§ AIM: Which rows below contain the word "white"? Gather each of those rows and copy it out in full.

** BEGIN EXTRACTED MATERIAL **

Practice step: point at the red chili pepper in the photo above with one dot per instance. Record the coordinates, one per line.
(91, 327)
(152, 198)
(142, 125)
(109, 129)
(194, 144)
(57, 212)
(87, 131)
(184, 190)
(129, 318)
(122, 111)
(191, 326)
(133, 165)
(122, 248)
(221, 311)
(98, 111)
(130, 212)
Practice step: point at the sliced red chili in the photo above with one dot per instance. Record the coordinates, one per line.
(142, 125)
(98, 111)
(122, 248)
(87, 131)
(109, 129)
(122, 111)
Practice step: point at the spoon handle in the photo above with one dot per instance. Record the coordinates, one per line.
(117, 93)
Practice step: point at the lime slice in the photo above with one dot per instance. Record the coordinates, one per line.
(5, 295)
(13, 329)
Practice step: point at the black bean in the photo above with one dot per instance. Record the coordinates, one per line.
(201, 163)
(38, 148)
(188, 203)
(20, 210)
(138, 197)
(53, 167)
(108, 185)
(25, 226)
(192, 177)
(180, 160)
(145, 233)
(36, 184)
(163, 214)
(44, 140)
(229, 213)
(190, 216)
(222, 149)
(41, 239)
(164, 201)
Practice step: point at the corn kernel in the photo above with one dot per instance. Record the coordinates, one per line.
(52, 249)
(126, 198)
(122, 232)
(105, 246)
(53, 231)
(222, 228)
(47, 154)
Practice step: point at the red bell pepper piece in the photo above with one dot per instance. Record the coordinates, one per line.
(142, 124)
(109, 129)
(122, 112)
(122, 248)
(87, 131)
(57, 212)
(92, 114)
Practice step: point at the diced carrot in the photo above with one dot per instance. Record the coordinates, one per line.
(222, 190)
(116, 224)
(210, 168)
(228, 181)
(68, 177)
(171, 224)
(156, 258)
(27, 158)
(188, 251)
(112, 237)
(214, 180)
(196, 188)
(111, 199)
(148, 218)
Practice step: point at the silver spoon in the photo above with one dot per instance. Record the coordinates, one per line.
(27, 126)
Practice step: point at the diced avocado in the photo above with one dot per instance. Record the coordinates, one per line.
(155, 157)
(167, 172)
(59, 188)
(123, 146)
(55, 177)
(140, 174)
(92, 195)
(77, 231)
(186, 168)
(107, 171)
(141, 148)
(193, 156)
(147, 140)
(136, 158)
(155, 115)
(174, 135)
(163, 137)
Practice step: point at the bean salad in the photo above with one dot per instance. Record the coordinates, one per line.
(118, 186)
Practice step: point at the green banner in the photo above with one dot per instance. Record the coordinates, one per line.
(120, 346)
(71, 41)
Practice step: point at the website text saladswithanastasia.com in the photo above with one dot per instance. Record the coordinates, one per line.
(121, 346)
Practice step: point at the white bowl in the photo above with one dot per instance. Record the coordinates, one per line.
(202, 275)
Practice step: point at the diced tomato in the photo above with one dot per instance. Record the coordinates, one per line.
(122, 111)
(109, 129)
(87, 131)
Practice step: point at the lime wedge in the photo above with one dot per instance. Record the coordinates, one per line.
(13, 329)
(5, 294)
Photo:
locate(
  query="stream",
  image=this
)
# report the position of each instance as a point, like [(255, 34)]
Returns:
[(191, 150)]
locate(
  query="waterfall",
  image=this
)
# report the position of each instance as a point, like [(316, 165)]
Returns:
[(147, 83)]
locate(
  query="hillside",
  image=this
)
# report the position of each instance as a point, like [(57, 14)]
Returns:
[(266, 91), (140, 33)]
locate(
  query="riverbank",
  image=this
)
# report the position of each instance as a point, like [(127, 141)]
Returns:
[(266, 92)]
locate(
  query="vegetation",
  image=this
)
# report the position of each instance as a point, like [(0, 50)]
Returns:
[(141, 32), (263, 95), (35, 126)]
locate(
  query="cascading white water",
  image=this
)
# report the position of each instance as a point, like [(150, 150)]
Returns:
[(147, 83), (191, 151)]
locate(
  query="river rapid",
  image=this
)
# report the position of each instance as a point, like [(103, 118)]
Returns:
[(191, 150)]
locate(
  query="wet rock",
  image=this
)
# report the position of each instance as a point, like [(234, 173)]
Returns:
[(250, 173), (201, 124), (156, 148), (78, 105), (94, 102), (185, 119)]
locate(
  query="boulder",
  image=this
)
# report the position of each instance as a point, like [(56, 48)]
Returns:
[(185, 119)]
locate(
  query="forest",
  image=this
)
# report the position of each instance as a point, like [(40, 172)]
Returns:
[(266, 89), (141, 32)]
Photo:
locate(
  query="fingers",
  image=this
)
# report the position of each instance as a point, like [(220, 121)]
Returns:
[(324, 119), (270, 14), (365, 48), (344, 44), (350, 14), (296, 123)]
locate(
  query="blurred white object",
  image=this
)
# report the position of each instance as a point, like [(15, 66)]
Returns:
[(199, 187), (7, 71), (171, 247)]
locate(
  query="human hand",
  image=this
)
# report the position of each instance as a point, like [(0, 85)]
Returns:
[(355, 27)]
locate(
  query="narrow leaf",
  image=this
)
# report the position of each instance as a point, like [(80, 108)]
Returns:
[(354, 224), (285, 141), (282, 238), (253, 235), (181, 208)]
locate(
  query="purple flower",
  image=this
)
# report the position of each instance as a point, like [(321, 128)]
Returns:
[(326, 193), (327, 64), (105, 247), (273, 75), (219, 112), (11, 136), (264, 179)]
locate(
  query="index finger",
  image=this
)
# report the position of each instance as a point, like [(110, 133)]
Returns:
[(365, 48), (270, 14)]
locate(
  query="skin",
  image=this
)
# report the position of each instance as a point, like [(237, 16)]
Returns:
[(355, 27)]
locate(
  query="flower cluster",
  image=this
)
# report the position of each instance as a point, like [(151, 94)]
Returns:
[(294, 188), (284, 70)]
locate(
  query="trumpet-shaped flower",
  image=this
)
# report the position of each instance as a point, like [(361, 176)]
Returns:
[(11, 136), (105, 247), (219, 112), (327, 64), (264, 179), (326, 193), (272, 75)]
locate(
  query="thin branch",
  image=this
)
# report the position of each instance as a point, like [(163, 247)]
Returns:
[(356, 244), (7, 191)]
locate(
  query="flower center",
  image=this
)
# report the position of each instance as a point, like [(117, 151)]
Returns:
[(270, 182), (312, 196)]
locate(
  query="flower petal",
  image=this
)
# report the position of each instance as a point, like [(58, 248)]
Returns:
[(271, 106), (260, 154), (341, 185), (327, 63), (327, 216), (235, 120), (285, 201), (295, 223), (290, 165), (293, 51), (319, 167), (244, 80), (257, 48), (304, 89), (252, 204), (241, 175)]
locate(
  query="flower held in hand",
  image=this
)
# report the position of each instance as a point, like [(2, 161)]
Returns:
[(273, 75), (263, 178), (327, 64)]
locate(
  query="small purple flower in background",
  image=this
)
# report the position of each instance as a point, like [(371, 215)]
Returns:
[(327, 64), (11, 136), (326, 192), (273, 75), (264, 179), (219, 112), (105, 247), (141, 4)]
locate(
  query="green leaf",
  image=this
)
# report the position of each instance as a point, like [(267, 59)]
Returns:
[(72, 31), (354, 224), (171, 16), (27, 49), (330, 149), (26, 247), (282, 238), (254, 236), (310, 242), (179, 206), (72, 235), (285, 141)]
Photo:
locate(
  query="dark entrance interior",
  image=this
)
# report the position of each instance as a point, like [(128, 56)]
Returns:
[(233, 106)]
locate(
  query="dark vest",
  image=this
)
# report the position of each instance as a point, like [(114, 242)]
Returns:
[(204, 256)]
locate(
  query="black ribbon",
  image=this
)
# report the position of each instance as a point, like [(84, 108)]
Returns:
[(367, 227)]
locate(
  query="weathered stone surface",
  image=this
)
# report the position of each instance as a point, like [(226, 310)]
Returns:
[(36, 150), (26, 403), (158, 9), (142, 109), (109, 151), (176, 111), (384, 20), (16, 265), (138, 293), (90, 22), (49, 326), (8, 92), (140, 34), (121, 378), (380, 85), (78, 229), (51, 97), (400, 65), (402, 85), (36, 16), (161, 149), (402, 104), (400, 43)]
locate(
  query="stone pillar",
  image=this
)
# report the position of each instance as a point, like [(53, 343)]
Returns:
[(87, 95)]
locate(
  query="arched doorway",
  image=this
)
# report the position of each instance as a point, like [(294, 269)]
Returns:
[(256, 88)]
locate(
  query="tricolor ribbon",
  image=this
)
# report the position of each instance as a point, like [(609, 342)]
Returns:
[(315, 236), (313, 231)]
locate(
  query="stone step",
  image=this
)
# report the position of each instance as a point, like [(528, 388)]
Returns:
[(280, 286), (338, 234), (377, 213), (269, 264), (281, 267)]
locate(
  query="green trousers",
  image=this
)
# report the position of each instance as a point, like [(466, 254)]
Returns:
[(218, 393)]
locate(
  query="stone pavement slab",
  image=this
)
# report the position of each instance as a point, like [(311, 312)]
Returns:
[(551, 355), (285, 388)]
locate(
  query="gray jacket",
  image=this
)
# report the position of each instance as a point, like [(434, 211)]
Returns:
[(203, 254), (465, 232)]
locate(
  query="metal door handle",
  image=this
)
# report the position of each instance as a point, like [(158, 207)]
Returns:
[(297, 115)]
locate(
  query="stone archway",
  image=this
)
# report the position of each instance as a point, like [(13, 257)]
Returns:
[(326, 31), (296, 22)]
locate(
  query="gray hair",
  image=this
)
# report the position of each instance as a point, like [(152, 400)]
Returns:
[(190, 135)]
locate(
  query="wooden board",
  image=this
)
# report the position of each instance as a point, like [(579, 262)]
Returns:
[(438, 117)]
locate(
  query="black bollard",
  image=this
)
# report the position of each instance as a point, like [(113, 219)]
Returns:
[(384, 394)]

** END EXTRACTED MATERIAL **

§ TASK ANSWER:
Practice step: point at the white bowl in the photo above with one dot per instance. Record the coordinates, one per line.
  query="cascading white water",
  query="blurred white object",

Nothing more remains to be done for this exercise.